> **PROBLEMA**: Riporta il passo dell'articolo sul G7 in Cornovaglia compreso tra "Le sette democrazie, fra" e "e importavamo povertà.", estremi inclusi.

> **TESTO DELLA PAGINA**:
########################################

C’era una volta il G7. Anzi c’è ancora. Una sorpresa per chi considerava obsolete, pateticamente irrilevanti riunioni come quella che si apre oggi in Cornovaglia.

Le sette democrazie, fra cui la nostra, hanno smesso da tempo di essere potenti, ricche, influenti. Si suicidarono vent’anni fa quando Bill Clinton fece entrare la Cina nella World Trade Organization. E i destini del mondo non dipesero più dalle loro intese ma dal mostro che noi stessi avevamo creato e la cui invadente prosperità scaturiva dal paradosso di un’economia capitalista calata nella camicia di forza del totalitarismo comunista. Un paradosso appunto. Lo accettammo in nome della globalizzazione. Poi ce ne pentimmo quando ci accorgemmo che esportavamo ricchezza e importavamo povertà.

Infine arrivò il virus sempre dalla Cina. E ora – altro paradosso – la post pandemia e l’acquisita coscienza della crescente minaccia sembrano avere ricompattato la pattuglia degli ex privilegiati. Ecco perché la tre giorni dei capi di Stato e di governo di Usa, Gran Bretagna, Francia, Germania, Italia, Canada, Giappone riacquista attenzione.

Si rivelerà importante? No, secondo Joe Rush. È l’artista che nella Carbis Bay, di fronte all’hotel della riunione, ha eretto una scultura con i volti dei sette personaggi. E l’ha intitolata Mount Recyclemore. Ironico riferimento al Mount Rushmore in South Dakota. Con una differenza: i volti dei presidenti americani sono in pietra. Quelli del G7 sono in trash elettronico.

########################################

> **ELENCO FORNITO**:
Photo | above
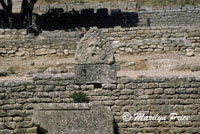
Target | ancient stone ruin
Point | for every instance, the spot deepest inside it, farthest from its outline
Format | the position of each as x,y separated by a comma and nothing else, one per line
94,59
61,118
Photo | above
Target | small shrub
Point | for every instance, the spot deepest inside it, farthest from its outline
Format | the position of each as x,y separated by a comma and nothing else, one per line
79,97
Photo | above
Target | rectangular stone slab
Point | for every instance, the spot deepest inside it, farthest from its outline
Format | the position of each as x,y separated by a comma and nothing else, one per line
95,73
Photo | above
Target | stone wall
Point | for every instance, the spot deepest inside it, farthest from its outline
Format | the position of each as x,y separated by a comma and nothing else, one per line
180,17
166,16
123,5
147,95
137,40
18,43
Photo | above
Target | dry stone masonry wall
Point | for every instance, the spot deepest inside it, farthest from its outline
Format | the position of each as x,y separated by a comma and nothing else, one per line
146,95
137,40
18,43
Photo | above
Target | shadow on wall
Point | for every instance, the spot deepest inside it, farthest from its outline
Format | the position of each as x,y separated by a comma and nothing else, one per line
57,19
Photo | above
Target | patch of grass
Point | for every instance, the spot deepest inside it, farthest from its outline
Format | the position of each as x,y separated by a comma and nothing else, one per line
79,97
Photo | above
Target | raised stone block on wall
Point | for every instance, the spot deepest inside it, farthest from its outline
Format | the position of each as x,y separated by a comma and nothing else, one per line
99,73
94,59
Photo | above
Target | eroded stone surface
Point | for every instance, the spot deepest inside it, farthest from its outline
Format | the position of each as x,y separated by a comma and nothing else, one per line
99,73
73,118
94,58
94,48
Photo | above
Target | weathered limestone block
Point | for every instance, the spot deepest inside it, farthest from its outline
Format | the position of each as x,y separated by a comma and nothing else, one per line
94,59
73,118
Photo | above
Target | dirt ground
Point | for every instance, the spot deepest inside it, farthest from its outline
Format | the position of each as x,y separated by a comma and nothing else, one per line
128,65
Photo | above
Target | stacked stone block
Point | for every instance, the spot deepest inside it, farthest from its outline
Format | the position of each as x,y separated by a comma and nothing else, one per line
137,40
149,95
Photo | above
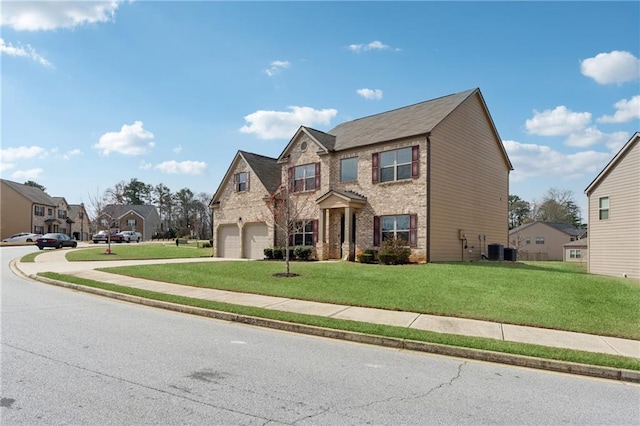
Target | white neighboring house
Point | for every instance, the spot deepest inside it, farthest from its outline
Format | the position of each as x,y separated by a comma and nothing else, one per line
614,215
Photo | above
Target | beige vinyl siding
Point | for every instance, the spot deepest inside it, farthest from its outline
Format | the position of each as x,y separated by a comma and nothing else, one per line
16,212
614,243
469,185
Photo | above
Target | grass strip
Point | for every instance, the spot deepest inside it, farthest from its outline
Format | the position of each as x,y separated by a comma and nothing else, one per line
552,295
515,348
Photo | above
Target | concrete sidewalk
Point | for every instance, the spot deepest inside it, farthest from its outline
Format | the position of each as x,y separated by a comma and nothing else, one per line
54,261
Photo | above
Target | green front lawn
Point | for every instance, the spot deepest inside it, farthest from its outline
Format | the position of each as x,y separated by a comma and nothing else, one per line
542,294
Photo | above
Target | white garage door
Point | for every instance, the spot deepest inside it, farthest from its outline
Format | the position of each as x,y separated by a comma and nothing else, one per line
255,239
228,241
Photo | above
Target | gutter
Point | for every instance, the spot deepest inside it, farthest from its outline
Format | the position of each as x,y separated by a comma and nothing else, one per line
428,198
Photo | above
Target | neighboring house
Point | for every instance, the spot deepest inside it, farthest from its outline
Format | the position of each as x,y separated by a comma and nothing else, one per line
434,173
131,217
80,222
576,251
614,214
62,218
25,208
543,240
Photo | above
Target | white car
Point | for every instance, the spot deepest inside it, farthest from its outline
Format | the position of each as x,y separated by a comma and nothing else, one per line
129,236
22,237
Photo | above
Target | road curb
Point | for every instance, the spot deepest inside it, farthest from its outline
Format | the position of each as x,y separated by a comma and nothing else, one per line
610,373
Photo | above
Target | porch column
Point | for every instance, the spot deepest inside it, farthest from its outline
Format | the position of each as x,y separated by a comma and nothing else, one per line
347,246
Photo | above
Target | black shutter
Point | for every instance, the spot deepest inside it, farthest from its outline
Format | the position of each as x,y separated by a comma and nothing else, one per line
413,230
375,169
376,231
415,162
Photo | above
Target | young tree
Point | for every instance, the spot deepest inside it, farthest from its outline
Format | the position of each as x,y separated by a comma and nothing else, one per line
558,206
519,211
290,216
136,192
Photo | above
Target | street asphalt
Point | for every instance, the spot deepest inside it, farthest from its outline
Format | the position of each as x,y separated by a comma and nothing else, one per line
55,261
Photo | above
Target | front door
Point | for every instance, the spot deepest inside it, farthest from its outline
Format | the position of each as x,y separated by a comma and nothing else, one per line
353,232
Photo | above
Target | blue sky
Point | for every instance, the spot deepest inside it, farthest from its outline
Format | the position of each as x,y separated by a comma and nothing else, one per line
98,92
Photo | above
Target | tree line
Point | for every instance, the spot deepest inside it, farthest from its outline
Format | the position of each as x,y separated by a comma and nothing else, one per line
182,213
556,205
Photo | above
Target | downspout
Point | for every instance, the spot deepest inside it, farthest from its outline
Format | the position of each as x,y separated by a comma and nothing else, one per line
428,198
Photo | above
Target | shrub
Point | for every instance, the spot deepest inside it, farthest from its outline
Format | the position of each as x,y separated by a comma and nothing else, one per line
302,252
268,253
394,251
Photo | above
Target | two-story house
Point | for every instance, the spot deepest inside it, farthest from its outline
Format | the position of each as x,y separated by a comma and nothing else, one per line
614,214
435,174
142,218
25,208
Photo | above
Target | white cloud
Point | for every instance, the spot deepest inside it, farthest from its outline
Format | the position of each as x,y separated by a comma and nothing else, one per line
30,174
374,45
276,67
21,153
559,121
130,140
537,161
50,15
183,167
626,110
24,52
370,93
614,67
591,136
281,124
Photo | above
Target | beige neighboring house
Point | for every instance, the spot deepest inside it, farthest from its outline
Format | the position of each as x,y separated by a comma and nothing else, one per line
142,218
614,215
576,251
434,173
25,208
543,240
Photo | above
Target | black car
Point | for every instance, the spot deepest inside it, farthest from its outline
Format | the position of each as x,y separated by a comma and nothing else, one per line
56,240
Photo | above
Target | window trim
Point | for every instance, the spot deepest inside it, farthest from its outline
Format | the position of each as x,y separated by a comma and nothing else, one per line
413,229
300,229
238,182
376,169
605,210
342,169
305,178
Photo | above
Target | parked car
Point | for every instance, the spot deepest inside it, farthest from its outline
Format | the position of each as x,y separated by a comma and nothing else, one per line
103,237
22,237
129,236
56,240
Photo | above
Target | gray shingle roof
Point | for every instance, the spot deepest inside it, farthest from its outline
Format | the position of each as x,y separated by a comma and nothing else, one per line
33,194
417,119
265,168
116,210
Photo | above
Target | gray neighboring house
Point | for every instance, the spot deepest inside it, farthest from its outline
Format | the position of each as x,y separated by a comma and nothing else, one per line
130,217
543,240
614,214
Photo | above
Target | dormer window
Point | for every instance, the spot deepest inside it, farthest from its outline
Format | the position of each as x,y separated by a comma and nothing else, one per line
304,178
241,181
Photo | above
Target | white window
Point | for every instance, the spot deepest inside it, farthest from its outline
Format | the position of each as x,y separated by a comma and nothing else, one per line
603,208
348,169
395,165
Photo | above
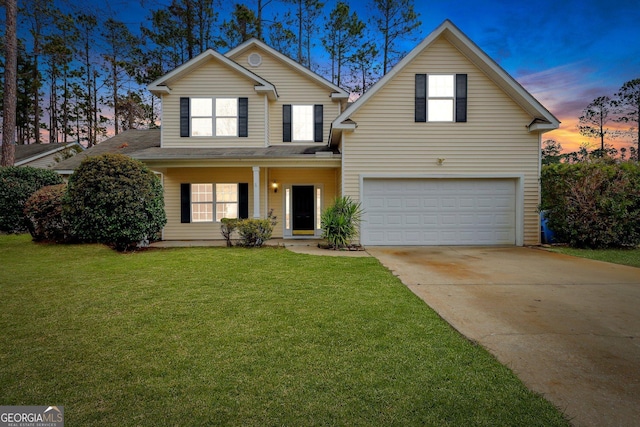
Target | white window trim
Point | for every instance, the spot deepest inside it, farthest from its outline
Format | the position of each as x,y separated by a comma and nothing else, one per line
293,121
451,98
214,201
214,117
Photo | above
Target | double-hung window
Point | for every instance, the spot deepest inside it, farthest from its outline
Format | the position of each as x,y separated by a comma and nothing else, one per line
302,123
441,98
214,116
219,117
208,200
226,201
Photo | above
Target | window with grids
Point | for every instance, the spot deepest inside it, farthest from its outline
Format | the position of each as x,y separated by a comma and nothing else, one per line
214,116
440,97
302,124
226,201
201,202
207,199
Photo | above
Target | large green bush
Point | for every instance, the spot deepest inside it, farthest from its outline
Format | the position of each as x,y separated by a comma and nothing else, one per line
593,205
17,184
115,200
340,222
43,211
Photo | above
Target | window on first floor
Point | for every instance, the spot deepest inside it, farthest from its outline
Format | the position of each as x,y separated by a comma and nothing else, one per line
208,200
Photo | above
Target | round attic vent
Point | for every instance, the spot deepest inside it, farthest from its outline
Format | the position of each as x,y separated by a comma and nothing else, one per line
255,59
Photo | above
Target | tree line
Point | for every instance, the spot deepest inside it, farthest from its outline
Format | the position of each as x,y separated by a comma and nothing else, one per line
80,72
597,123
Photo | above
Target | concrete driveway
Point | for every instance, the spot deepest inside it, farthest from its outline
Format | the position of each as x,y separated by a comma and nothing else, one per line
568,327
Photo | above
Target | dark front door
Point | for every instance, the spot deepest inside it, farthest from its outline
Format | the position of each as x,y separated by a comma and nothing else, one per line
302,203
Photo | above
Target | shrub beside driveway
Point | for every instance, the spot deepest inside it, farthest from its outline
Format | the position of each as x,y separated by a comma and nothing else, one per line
219,336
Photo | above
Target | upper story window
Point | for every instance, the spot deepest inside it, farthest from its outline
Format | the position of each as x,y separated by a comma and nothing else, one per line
302,123
441,98
214,116
221,117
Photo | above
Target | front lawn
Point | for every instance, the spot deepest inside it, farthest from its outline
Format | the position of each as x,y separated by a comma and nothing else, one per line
617,256
218,336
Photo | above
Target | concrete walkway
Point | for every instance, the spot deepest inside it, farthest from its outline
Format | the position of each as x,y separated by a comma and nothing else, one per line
568,327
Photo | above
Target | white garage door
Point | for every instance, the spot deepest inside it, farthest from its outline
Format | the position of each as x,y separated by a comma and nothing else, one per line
439,212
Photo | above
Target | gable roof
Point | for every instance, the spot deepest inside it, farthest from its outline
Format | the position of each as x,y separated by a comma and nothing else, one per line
29,153
338,93
127,142
543,119
161,86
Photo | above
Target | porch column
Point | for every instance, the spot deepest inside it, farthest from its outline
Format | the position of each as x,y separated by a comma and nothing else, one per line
256,191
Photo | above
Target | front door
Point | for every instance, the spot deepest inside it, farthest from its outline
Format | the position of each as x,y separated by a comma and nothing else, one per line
303,209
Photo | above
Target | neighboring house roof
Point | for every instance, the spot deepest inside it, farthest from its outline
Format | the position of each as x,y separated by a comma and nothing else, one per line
127,142
339,93
163,84
543,119
26,154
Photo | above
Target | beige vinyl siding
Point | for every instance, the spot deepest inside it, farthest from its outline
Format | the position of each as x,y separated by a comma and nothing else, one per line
327,178
293,88
494,140
212,79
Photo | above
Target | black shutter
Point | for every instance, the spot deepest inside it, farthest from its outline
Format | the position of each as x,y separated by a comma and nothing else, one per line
317,123
184,117
286,123
243,200
185,203
461,97
421,98
243,117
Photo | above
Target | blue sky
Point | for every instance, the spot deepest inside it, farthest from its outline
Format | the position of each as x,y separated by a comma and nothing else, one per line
566,53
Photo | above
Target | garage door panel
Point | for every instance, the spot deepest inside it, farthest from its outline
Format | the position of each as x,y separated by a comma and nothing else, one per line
438,211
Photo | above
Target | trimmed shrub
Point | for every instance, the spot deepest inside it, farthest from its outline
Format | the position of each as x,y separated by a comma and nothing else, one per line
254,232
227,227
43,211
593,205
17,184
116,200
341,221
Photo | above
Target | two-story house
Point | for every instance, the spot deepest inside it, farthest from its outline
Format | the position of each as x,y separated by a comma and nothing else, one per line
443,150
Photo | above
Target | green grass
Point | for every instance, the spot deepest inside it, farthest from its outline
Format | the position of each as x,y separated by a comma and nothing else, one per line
617,256
218,336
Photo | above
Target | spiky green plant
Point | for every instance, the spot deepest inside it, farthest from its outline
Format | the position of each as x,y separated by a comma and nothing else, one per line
340,222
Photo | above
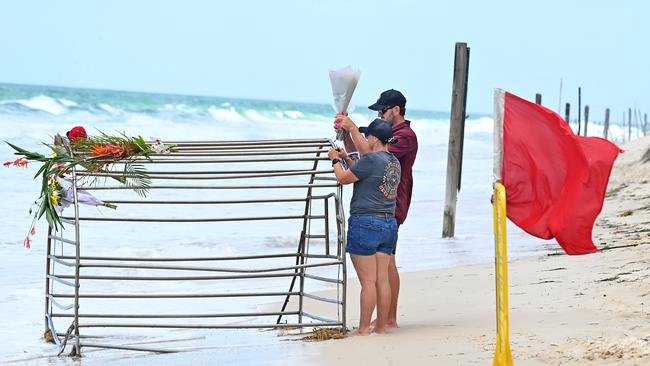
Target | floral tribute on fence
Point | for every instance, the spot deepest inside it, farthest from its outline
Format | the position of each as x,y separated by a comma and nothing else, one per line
95,154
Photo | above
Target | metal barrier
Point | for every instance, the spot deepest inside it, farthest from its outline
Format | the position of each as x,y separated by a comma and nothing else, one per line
108,291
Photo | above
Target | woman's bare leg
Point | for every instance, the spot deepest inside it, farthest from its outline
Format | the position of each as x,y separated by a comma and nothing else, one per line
366,268
383,291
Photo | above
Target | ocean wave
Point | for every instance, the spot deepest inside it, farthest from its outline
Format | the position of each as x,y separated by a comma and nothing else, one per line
41,103
226,114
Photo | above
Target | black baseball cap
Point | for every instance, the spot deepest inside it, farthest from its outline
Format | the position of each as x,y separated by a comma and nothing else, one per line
380,129
388,99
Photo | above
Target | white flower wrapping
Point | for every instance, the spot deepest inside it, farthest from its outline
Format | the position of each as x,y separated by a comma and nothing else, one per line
343,81
159,148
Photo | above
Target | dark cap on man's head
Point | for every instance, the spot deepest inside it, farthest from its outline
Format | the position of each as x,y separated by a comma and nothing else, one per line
379,128
388,99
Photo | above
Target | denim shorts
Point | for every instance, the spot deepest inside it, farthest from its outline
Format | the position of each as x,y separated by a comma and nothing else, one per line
369,234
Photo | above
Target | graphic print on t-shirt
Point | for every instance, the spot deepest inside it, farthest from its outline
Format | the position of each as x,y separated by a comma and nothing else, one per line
390,182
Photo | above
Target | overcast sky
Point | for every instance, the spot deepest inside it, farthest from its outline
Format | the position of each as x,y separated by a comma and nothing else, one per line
282,49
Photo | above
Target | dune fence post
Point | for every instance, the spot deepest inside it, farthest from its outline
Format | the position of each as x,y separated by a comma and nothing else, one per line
586,118
629,124
606,127
567,111
456,134
579,109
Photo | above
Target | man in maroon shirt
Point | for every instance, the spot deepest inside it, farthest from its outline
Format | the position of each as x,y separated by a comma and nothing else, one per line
391,106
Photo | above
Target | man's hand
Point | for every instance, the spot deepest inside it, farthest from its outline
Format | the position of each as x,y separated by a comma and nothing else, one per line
344,122
333,154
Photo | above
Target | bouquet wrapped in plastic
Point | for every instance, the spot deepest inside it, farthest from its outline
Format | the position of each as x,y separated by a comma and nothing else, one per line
344,81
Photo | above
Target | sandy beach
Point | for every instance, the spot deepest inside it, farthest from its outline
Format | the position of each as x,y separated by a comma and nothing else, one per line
564,310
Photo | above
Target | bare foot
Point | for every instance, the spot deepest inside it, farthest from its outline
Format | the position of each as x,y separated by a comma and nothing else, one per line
389,324
380,330
362,332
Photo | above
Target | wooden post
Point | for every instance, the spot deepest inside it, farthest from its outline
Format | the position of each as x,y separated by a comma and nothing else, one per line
606,123
567,110
629,124
456,128
586,118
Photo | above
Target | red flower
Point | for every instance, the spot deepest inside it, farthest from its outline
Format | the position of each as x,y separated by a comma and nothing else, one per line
109,150
20,162
77,132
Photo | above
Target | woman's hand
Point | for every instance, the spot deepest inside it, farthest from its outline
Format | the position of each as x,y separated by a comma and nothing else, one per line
332,153
344,122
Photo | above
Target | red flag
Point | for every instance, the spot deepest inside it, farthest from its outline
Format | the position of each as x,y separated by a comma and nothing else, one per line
555,181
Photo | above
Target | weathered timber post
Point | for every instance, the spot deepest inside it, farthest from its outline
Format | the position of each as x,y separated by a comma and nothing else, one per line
456,132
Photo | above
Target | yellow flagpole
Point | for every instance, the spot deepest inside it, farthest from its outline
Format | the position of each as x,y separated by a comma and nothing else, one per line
502,354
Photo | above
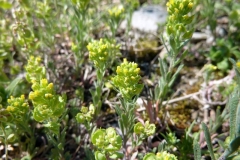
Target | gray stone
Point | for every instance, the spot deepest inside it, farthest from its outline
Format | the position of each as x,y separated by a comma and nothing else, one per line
147,18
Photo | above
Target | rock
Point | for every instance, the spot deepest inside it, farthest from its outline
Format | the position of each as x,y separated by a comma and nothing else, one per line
148,17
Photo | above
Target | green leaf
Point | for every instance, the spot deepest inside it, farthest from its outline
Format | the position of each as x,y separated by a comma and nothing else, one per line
150,156
233,104
116,155
233,146
5,5
197,150
237,132
175,75
223,65
100,156
208,140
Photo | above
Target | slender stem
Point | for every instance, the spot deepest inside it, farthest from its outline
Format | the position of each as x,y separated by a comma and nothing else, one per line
5,141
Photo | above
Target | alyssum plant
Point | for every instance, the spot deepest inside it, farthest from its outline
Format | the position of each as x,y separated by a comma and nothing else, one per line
232,143
179,33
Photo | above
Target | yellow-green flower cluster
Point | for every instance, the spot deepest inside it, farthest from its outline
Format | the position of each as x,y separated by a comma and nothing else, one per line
160,156
127,79
35,72
146,129
86,115
100,52
82,4
47,104
133,3
116,12
238,64
17,107
179,17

########################################

> **SOLUZIONE ESERCIZIO**:
Le sette democrazie, fra cui la nostra, hanno smesso da tempo di essere potenti, ricche, influenti. Si suicidarono vent’anni fa quando Bill Clinton fece entrare la Cina nella World Trade Organization. E i destini del mondo non dipesero più dalle loro intese ma dal mostro che noi stessi avevamo creato e la cui invadente prosperità scaturiva dal paradosso di un’economia capitalista calata nella camicia di forza del totalitarismo comunista. Un paradosso appunto. Lo accettammo in nome della globalizzazione. Poi ce ne pentimmo quando ci accorgemmo che esportavamo ricchezza e importavamo povertà.